Text
Monday, July 1, 2019

Misunderstood

Have you ever tried to put yourself in someone else’s shoes to understand how they feel?  Have you ever wished someone would try to see something from your perspective? Sometimes we can empathize with people and their circumstances because we have experienced something similar, other times it just makes sense to us. How do we handle the times when we completely can’t understand someone else’s perspective? How does the lack of understanding effect the way we feel about that person? Are we to quick to judge them without first trying to understand? How important is it really for us to understand someone else’s situation?
I tend to be the person who longs for other’s “understanding”. When I know I have been misunderstood I struggle (and usually fail) with the urge to try to make them understand and see things from my perspective. I am not really sure why understanding is so important to me, but it is probably because I need to be validated in some way. My love language is words of affirmation, so I suspect I am seeking affirmation. This can cause a real problem when my explanations are not met with understanding. Somehow, I end up feeling bad about me when I am misunderstood. I guess I feel judged or even like what I am feeling is wrong if others can’t understand. Perhaps I am, seeking understanding and compassion from the wrong source.

“The Lord is gracious and compassionate, slow to anger and rich in love. The Lord is good to all; he has compassion on all he has made.” ~Psalm 145:8-9

“For we do not have a high priest who is unable to empathize with our weaknesses, but we have one who has been tempted in every way, just as we are—yet he did not sin.” ~ Hebrews 4:15

God always understands. God is always compassionate. God is always merciful. I know all of this to be true, but why do I still long for other’s compassion, understanding, and acceptance? It’s like I am a glutton for punishment or something. I know only God can fully give me what I am longing for, and yet over and over again I am seeking it from humans. Humans will let me down all the time, but my God NEVER will. I shouldn’t even be shocked when a human lets me down, I should almost expect it. I am human, and I let people down ALL THE TIME. Why do I put so much weight on what others think about me or how they feel about me? Well, because I am human!

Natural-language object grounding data
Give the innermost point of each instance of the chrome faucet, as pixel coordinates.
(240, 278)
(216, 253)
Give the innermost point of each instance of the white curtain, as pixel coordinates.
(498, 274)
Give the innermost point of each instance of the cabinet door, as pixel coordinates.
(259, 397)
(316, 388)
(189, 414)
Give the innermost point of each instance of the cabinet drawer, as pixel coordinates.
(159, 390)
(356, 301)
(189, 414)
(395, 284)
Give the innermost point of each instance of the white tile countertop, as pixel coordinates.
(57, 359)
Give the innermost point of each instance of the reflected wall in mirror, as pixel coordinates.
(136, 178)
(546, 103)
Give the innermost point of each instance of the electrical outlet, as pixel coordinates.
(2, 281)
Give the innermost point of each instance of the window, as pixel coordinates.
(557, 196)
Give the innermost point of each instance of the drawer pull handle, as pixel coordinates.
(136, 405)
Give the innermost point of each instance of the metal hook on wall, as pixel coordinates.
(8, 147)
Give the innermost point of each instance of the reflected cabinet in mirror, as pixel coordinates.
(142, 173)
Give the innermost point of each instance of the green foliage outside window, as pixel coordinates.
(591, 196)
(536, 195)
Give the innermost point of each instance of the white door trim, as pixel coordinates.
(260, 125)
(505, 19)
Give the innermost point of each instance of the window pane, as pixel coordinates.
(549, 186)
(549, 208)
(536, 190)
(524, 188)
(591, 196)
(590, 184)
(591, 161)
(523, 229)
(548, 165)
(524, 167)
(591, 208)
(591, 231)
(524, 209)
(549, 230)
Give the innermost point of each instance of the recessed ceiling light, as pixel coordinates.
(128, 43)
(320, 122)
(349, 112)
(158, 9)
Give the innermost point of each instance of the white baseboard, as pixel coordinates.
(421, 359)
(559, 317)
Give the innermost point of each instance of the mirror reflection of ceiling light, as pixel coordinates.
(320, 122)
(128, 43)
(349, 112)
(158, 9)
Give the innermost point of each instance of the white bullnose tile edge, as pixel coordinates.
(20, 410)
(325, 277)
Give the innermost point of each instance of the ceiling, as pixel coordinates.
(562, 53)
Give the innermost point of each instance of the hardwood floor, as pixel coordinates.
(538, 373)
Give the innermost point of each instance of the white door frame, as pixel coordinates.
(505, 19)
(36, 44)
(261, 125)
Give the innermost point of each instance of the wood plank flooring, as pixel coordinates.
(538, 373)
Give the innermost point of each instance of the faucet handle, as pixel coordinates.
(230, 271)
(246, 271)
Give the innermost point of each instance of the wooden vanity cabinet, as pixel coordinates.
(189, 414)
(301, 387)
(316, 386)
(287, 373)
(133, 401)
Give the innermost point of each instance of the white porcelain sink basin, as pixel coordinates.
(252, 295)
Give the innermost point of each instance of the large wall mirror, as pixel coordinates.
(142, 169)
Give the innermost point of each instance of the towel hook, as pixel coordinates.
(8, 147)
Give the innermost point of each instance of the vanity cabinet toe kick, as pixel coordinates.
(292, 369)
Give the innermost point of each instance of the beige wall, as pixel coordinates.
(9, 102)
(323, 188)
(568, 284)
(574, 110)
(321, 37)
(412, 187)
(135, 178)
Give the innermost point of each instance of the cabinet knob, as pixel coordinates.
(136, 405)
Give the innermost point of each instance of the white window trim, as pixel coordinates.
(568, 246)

Work item
List each quality that the first sentence of the Psalm 145:8-9 quotation in the text on being misunderstood ascribes to the Lord.

Result below
- gracious
- compassionate
- slow to anger
- rich in love